───── EXTRACTED MATERIAL ─────

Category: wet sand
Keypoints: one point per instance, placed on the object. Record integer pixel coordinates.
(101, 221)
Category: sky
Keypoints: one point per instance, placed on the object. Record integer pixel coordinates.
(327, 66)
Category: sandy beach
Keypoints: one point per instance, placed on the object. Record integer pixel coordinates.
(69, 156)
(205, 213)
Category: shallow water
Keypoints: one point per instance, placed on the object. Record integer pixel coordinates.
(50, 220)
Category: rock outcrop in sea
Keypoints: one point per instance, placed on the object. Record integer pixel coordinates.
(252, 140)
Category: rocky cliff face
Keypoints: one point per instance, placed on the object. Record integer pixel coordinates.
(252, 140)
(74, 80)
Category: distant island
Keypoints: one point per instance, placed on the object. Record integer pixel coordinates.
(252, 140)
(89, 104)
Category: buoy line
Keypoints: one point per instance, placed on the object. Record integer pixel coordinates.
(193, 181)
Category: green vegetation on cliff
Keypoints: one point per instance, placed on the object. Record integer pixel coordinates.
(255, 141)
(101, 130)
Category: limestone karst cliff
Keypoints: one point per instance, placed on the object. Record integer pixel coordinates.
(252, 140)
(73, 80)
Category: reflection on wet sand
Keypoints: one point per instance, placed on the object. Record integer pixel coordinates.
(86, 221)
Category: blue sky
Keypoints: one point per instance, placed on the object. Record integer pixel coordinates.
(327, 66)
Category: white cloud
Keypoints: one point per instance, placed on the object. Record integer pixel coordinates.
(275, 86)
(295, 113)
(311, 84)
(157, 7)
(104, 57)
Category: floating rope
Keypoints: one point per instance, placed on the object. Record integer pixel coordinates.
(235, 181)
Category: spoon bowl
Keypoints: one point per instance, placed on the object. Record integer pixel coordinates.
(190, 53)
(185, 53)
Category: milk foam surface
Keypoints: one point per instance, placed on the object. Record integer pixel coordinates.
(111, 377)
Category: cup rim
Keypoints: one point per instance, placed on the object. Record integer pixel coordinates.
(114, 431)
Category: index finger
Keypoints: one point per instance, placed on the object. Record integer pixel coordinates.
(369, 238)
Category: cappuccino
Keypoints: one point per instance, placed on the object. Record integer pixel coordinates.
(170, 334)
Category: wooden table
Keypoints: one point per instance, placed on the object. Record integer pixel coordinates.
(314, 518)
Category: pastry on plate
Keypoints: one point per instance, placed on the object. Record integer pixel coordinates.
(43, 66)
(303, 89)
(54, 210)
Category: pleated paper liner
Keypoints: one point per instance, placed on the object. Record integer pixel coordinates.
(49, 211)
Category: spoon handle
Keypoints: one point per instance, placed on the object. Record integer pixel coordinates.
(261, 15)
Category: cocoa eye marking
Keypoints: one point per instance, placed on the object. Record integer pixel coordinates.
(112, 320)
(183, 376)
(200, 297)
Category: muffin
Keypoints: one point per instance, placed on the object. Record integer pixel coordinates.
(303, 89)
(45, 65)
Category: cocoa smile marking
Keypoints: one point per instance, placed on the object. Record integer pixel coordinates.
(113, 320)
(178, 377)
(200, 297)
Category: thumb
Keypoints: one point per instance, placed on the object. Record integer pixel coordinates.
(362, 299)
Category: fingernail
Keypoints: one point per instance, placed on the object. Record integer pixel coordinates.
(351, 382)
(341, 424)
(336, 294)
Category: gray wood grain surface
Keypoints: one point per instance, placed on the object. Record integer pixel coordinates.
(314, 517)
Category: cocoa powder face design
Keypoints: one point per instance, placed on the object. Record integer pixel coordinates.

─────

• ACTION ITEM: For every line above that includes the word "cocoa", return the line.

• OUTPUT:
Category: cocoa eye marking
Category: cocoa smile marking
Category: cocoa powder face design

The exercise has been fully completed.